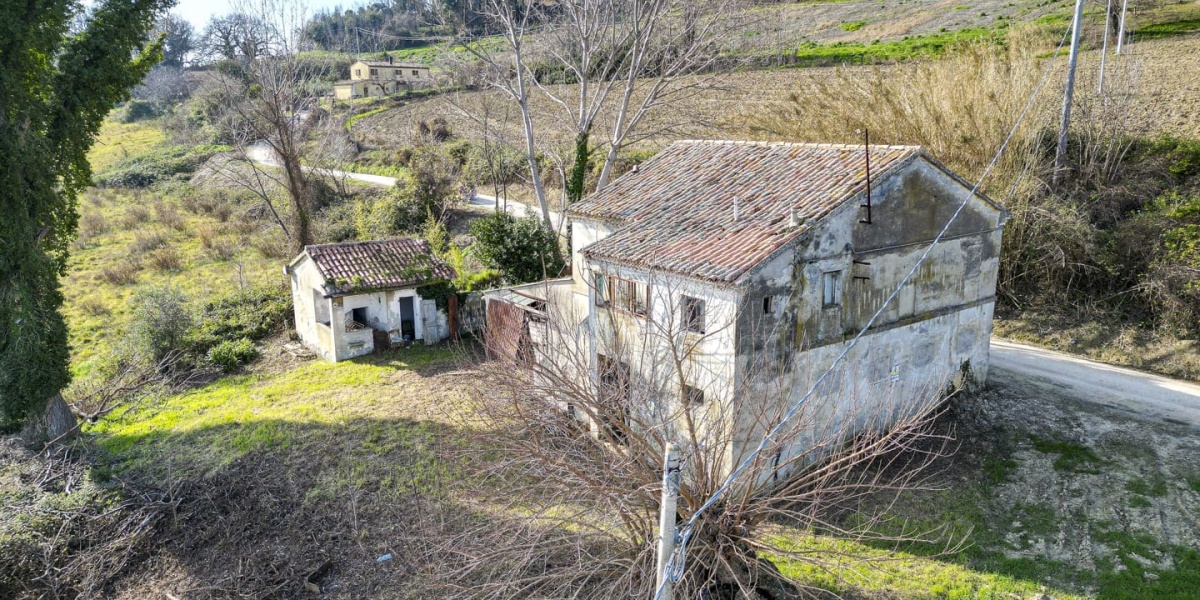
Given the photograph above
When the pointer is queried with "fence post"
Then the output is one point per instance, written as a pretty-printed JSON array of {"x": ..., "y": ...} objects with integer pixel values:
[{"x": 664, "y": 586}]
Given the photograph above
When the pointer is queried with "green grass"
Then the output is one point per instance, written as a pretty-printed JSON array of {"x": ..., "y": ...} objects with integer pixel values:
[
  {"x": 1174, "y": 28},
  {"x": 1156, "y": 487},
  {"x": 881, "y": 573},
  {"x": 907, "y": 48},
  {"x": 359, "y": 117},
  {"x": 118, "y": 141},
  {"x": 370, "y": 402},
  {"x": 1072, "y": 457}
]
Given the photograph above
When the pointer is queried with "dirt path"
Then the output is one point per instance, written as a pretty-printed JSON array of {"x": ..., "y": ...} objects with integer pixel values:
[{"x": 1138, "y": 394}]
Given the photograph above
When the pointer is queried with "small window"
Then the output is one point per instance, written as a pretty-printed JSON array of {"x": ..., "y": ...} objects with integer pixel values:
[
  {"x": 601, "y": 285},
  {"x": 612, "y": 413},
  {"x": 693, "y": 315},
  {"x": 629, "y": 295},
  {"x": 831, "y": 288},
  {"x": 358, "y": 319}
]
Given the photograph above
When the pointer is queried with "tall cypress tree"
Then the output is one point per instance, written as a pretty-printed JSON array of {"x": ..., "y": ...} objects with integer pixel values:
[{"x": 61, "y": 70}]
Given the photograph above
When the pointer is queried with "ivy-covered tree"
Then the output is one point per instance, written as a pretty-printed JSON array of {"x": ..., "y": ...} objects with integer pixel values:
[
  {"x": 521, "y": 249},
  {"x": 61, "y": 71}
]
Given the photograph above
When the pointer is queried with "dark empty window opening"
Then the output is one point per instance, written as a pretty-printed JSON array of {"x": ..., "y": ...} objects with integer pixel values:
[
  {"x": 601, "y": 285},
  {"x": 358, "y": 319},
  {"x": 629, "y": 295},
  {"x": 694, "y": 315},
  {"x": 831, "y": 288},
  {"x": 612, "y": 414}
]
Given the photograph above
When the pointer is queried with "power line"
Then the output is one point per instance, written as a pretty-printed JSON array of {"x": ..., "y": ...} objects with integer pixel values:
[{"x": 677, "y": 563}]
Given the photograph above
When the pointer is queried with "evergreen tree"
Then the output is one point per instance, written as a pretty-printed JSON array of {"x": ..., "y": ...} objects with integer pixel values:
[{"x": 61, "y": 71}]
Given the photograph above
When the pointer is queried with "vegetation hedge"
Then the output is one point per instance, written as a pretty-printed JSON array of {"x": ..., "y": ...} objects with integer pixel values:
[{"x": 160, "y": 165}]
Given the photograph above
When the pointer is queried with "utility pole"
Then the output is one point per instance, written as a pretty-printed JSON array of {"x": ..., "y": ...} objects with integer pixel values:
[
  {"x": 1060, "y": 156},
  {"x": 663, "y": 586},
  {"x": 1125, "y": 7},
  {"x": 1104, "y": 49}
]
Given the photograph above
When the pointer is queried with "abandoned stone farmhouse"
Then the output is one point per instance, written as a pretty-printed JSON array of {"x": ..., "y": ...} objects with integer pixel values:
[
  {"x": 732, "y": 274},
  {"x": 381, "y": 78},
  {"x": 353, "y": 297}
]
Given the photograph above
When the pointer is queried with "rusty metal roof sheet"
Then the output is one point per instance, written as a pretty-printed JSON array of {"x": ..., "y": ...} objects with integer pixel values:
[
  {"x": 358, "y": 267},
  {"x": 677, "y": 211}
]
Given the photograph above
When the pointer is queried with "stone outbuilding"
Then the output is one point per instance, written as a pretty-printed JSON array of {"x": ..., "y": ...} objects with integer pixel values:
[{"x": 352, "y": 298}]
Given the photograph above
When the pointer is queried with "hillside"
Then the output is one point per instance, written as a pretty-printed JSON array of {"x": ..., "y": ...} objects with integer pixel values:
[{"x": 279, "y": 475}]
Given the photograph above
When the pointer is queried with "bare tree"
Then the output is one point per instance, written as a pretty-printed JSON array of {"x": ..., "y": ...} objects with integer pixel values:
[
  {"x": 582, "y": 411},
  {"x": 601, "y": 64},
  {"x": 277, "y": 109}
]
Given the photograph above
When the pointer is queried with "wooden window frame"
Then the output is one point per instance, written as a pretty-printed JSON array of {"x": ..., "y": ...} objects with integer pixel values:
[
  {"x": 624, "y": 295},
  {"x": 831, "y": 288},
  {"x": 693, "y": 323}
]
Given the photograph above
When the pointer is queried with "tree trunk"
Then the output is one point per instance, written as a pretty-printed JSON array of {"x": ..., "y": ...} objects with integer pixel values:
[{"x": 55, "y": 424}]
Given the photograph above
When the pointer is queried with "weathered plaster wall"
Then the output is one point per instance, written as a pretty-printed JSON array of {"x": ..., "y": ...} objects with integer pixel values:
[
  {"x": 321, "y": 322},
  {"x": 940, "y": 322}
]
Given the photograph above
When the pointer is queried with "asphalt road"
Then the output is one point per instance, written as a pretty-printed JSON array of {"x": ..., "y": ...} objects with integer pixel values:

---

Set the entries down again exactly. Do not include the images.

[SOLUTION]
Given the photograph above
When the pointer is queried with "fence post"
Then the output is one point per instance, written as a pretty-printed JSON array of {"x": ..., "y": ...} objects with integer pixel values:
[{"x": 664, "y": 586}]
Given the photograph above
When the pointer is queried with "green grass"
Then the output is one point per instance, written as a pretty-printed JSON array of {"x": ..., "y": ...} objects with integer pixel values:
[
  {"x": 1174, "y": 28},
  {"x": 1156, "y": 487},
  {"x": 881, "y": 573},
  {"x": 907, "y": 48},
  {"x": 359, "y": 117},
  {"x": 118, "y": 141},
  {"x": 370, "y": 402},
  {"x": 1072, "y": 457}
]
Given the photograph above
When the pointer is queried with "dirt path"
Then the output is one point per instance, written as a pretty-printed JSON array of {"x": ..., "y": ...} objects with integer pixel values:
[{"x": 1138, "y": 394}]
Given the photograph above
When the pointer is queried with "small window"
Then the output is one point per instance, written as a pretty-printed JSON array of {"x": ..., "y": ...} objects with integer pixel values:
[
  {"x": 601, "y": 285},
  {"x": 612, "y": 413},
  {"x": 693, "y": 315},
  {"x": 629, "y": 295},
  {"x": 831, "y": 288},
  {"x": 358, "y": 319}
]
Given the photograph above
When the pointer is queried with "tall cypress tree"
Then the output is one point per instance, written as a pretty-printed JSON array of {"x": ..., "y": ...} objects with integer pixel values:
[{"x": 61, "y": 70}]
Given the photograph above
When the pointer is queried with "ivy-covered tree"
Then the output is one point per instance, written as a pretty-printed JSON array of {"x": ..., "y": ...} objects with integer pixel values:
[
  {"x": 521, "y": 249},
  {"x": 61, "y": 71}
]
Given the photograph above
When the pointer is queried with "dark empty window opening"
Then the output is one point per instance, written as a pretty-printed JSON array of {"x": ..., "y": ...} objects with integer pixel values:
[
  {"x": 601, "y": 285},
  {"x": 358, "y": 319},
  {"x": 629, "y": 295},
  {"x": 694, "y": 315},
  {"x": 831, "y": 288},
  {"x": 612, "y": 414}
]
Given the photograph above
When the pointer is queried with "power line"
Then the output is one point per instance, written as a pretty-printed JSON array of {"x": ..., "y": ...} objects with integer pixel values:
[{"x": 677, "y": 563}]
Given the photograph above
When the pointer is queried with "evergreen tree"
Then the output is one point per instance, written as a pretty-printed JSON array of {"x": ..., "y": ...} objects with integer pixel values:
[{"x": 61, "y": 71}]
Given the photograph above
When the pointer is queried with "vegetation hedge"
Then the output is one point per instance, written as a pretty-printed JSON array of {"x": ..., "y": ...} objects with integer pixel values:
[{"x": 160, "y": 165}]
Given the photograph above
When the pointer is queried with "utility pole"
Then the output is one point per instance, written as a pretty-printed JSON array of {"x": ..., "y": ...} objects with integer pixel values:
[
  {"x": 1060, "y": 156},
  {"x": 663, "y": 586},
  {"x": 1125, "y": 7},
  {"x": 1104, "y": 49}
]
Given the photograph above
When the pointer is queried with "abandoned stone farmhouse"
Then the output is one point per instance, written as a pretty-printed JSON array of {"x": ..., "y": ...} objects with integer pixel values:
[
  {"x": 732, "y": 274},
  {"x": 381, "y": 78},
  {"x": 353, "y": 297}
]
Given the photograph above
When the pointer is queried with "rusty metal roof sheet"
Then the output is one point per instance, written as a pretty-printed JSON array of {"x": ..., "y": ...} objects with integer pixel values:
[
  {"x": 358, "y": 267},
  {"x": 677, "y": 211}
]
Given the photograph above
When the pointer is queried with "stone outbuilding"
Then the output is one point per instance, written as a pretty-printed JSON array of {"x": ..., "y": ...} objects with integer pixel values:
[{"x": 352, "y": 298}]
Given the photograph above
When the pointer is queried with "hillside"
Then the output is one point per instance, written as a pretty-printed JSON array of {"x": ..., "y": ...} objects with integer pixel values:
[{"x": 279, "y": 475}]
Given the photograph above
When the pointer is queried with "bare tree"
Then the output is one point per instance, written as a pretty-printed JSON array of {"x": ..., "y": ...} objects with integer pixel values:
[
  {"x": 582, "y": 411},
  {"x": 601, "y": 64},
  {"x": 277, "y": 109}
]
Given the photograph above
When the pointer is queried with "wooden window frame"
Then the output is one point per instance, written as a pretty-printed JSON array of {"x": ..., "y": ...} objects with integer pixel values:
[
  {"x": 624, "y": 295},
  {"x": 831, "y": 288},
  {"x": 693, "y": 323}
]
Given the photograph above
When the pointer is queried with "tree trunk"
Then the output is one point per instance, written as a pretty-printed JSON array of {"x": ..., "y": ...} objects with integer pixel values:
[{"x": 55, "y": 424}]
Given the photograph above
When the pointer is queried with "weathered plaster wall"
Then the output is one point per instance, written as a pretty-printed JSON array of {"x": ..., "y": ...} objects with integer pixel values:
[
  {"x": 321, "y": 322},
  {"x": 940, "y": 322}
]
Given the photograph above
When the pointer is queried with "asphalt road"
Then the output is one point per instance, written as a pretty-printed JSON array of {"x": ..., "y": ...} objects with integer pixel values:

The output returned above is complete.